Exercise objective> Collect from the data below each line with "would".

Available data>

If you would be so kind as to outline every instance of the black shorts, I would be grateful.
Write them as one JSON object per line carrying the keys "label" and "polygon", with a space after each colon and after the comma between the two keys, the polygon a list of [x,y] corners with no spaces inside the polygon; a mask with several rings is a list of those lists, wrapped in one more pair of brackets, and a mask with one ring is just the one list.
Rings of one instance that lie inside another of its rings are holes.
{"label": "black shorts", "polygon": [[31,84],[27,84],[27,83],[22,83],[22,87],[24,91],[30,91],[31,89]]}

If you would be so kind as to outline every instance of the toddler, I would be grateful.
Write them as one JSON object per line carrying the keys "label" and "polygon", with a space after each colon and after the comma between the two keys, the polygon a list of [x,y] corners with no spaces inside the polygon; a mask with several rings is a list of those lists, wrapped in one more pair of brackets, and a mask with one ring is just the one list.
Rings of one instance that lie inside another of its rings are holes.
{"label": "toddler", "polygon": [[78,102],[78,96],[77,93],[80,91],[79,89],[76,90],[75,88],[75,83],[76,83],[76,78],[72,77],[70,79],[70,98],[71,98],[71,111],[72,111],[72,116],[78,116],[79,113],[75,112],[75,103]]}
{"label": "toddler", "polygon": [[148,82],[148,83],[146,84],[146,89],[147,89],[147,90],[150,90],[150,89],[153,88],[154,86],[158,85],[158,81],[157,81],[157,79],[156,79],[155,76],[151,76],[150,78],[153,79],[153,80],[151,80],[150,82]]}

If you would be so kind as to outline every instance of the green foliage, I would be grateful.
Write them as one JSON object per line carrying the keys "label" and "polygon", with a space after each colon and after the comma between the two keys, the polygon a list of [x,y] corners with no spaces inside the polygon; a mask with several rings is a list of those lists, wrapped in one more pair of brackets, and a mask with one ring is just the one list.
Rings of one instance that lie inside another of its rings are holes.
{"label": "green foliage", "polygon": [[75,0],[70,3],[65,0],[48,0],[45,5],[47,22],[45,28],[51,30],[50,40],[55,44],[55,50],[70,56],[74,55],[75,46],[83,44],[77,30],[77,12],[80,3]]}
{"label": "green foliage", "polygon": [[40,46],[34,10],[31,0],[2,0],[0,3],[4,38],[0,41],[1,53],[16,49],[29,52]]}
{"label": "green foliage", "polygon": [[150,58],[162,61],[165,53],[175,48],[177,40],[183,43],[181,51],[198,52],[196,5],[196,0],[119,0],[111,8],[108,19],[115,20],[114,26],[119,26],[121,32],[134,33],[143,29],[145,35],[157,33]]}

...

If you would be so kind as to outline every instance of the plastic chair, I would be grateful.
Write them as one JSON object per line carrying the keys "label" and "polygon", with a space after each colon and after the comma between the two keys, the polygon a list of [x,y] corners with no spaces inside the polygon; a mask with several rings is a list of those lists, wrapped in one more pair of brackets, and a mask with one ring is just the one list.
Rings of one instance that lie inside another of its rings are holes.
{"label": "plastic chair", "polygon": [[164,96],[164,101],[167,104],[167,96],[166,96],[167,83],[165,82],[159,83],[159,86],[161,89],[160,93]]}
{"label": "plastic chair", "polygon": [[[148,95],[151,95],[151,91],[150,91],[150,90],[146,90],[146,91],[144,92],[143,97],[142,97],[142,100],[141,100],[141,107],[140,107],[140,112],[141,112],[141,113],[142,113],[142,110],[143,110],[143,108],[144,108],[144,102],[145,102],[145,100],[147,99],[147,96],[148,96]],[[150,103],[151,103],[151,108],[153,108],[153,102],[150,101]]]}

* * *

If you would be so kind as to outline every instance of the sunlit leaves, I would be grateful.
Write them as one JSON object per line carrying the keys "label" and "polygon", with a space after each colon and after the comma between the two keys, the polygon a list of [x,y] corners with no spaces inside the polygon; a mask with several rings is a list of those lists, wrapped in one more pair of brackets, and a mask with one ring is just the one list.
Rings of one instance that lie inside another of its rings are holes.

Written solution>
If you would be so kind as to outline every instance of the black shorts, I would be grateful.
If you would be so kind as to outline every instance of the toddler, I would be grateful.
If you would be so kind as to outline every instance of the green foliage, I would be grateful.
If you would be so kind as to outline every instance of the plastic chair, I would be grateful.
If you would be so kind as to outline every instance of the sunlit leaves, I would be grateful.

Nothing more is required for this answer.